— Start DATA SECTION —

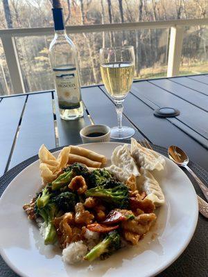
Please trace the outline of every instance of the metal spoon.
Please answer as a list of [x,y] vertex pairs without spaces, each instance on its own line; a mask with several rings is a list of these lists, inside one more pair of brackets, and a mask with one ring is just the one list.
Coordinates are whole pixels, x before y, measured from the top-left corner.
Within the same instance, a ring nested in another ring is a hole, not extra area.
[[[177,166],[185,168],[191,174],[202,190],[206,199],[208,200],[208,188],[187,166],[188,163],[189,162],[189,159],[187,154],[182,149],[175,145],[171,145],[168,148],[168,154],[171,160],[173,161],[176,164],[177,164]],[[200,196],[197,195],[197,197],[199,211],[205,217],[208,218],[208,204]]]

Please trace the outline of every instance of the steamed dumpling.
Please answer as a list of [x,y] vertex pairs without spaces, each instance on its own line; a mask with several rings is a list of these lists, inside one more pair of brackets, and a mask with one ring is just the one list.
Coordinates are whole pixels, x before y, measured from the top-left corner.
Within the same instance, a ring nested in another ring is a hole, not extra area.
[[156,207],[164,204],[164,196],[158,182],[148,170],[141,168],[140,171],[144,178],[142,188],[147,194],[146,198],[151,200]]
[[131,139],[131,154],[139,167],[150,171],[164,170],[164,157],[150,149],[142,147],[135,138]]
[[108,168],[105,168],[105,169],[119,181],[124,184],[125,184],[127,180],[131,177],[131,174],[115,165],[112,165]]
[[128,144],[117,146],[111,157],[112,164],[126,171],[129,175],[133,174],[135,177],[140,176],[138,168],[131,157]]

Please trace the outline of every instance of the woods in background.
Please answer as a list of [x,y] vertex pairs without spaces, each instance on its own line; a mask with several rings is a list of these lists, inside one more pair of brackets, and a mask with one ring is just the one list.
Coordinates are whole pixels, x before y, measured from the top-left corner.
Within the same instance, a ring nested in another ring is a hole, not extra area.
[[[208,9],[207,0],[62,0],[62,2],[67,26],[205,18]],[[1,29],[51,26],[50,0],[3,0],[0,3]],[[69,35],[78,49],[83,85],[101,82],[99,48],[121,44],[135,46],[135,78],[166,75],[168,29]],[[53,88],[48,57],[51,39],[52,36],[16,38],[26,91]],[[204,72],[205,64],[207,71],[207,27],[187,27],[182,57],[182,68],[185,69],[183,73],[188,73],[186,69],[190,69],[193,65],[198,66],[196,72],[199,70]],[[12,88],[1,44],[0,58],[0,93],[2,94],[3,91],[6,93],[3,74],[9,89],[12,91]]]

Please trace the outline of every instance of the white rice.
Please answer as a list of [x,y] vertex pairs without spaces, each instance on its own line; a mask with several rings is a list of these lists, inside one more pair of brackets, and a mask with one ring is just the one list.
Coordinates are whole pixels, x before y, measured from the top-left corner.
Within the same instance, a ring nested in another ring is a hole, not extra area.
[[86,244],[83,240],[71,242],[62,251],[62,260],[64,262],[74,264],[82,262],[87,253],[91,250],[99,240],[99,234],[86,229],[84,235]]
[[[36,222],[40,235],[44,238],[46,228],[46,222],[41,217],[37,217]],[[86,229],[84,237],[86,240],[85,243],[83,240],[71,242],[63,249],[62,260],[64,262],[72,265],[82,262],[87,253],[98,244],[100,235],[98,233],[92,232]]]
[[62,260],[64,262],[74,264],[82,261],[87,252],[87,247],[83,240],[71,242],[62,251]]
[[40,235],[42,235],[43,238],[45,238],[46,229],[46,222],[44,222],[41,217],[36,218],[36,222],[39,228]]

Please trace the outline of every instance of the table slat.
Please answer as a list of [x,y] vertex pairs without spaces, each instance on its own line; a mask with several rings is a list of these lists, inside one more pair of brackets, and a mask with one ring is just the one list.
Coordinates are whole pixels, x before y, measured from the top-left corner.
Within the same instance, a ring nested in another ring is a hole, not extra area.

— End DATA SECTION —

AIM OF THE EXERCISE | Copy the data above word for word, but leave out the pictures.

THE REPLY |
Please trace the outline of every instance of the metal spoon.
Please answer as a list of [x,y] vertex pairs without spaces, each instance on its own line; a mask with several rings is a list of these lists, inside one more pair of brackets, and a mask with one ring is just the one list.
Coordinates are whole pixels, x before y, measured from the top-left corner.
Within the same instance, a ring nested in another ring is a hole, not extra area.
[[[177,166],[185,168],[191,174],[202,190],[206,199],[208,200],[208,188],[187,166],[188,163],[189,162],[189,159],[187,154],[182,149],[175,145],[171,145],[168,148],[168,154],[171,160],[173,161],[176,164],[177,164]],[[200,196],[197,195],[197,197],[199,211],[205,217],[208,218],[208,204]]]

Please trace the outline of every instance of the steamed dumpling.
Please answer as a list of [x,y] vertex pairs without spaces, each instance on its own line; a mask with several rings is a list of these lists, inside one more pair of brackets, and a mask with one ring is just the one list.
Coordinates are whole pixels, x before y, measured from the top-left corner.
Within the same instance, a ring nested in another ring is a hole, not extra area.
[[156,207],[164,204],[164,196],[158,182],[148,170],[141,168],[140,171],[144,178],[142,188],[147,194],[146,198],[151,200]]
[[131,139],[131,154],[139,167],[150,171],[164,170],[164,157],[150,149],[142,147],[135,138]]
[[108,168],[105,168],[105,169],[119,181],[124,184],[125,184],[127,180],[131,177],[131,174],[115,165],[112,165]]
[[128,144],[117,146],[111,157],[112,164],[126,171],[129,175],[133,174],[135,177],[140,176],[138,168],[131,157]]

Please trace the outline of every instance of the woods in background.
Please answer as a list of [x,y] vertex pairs without spaces, each instance on its own line; a mask with several rings is a list of these lists, inside one more pair of brackets, and a mask with one ring is just the one list.
Coordinates are whole pixels, x before y, measured from the top-left corner.
Within the same instance, a ring nested in another ring is a hole, not extra area.
[[[208,9],[207,0],[62,0],[62,2],[67,26],[205,18]],[[1,29],[51,26],[50,0],[3,0],[0,3]],[[69,35],[78,49],[83,85],[101,82],[99,48],[121,44],[135,46],[135,78],[166,75],[168,29]],[[53,88],[48,57],[51,39],[52,36],[16,38],[26,91]],[[204,72],[205,64],[207,71],[207,27],[187,27],[182,57],[182,68],[185,69],[183,73],[188,73],[186,69],[190,69],[193,65],[198,66],[196,72],[199,70]],[[12,88],[1,44],[0,58],[0,93],[2,94],[3,91],[6,93],[3,74],[9,89],[12,91]]]

Please trace the outline of every instance of the white rice.
Please answer as a list of [x,y] vertex pairs without spaces, each instance on its own line; a mask with several rings is a list of these lists, inside one more pair of brackets, and a mask with one ring is just the one list.
Coordinates are whole pixels, x before y, measured from the top-left corner.
Within the same instance, a ring nested in another ring is a hole, not extra area.
[[86,244],[83,240],[71,242],[62,251],[62,260],[64,262],[74,264],[82,262],[87,253],[91,250],[99,240],[99,234],[86,229],[84,235]]
[[[36,222],[40,235],[44,238],[46,228],[46,222],[41,217],[37,217]],[[86,229],[84,237],[86,240],[85,243],[83,240],[71,242],[63,249],[62,260],[64,262],[72,265],[82,262],[87,253],[98,244],[100,235],[98,233],[92,232]]]
[[62,260],[64,262],[74,264],[82,261],[87,252],[87,247],[83,240],[71,242],[62,251]]
[[40,235],[42,235],[43,238],[45,238],[46,229],[46,222],[44,222],[41,217],[36,218],[36,222],[39,228]]

Please trace the outline of every instance of the table slat.
Please answer as a list of [x,y] vertex pairs without spaces, each instance on its own line; a mask with several rings is a list of these lists, inside one more pair of brackets, and a mask with one ring is just the one list.
Coordinates are whole pixels, x before y, measured from the top-left corner.
Within the same instance, a ring nested in another ring is a hole, not extra area.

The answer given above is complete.